TASK INSTRUCTIONS:
Write out the records word for word, from the line containing "of the backpack." through the end of the records.

Excerpts of pointing data
━━━━━━━━━━━━━━━━

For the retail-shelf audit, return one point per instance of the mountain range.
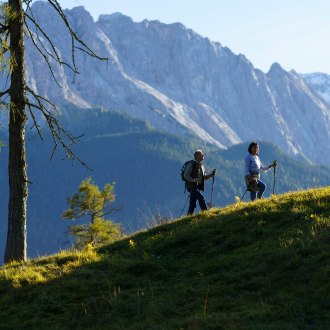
(164, 92)
(181, 83)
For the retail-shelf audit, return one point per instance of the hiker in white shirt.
(252, 169)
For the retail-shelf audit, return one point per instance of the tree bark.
(18, 191)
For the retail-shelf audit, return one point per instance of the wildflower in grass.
(131, 243)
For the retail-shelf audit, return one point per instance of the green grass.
(260, 265)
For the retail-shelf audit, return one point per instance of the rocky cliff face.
(181, 83)
(320, 82)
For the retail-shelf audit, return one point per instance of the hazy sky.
(294, 33)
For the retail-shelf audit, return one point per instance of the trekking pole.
(211, 203)
(184, 205)
(244, 194)
(275, 164)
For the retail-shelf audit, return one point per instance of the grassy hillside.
(261, 265)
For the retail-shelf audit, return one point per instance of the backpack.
(184, 166)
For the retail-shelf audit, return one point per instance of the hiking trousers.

━━━━━━━━━━━━━━━━

PROBLEM SOLUTION:
For the retail-shelf audit, return one point per instance of the backpack.
(184, 166)
For the retail-shelf audit, return one point per instance of the hiking trousers.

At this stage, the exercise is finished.